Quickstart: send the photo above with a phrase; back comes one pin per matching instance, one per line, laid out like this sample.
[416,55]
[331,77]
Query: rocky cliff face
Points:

• • • •

Every single record is to be set down again, unaltered.

(RESPONSE TO THE EXERCISE)
Quickstart: send the photo above with a phrase; back comes one pin per matching instance, one per line, laid out like this sample.
[416,55]
[331,77]
Query: rocky cliff face
Points:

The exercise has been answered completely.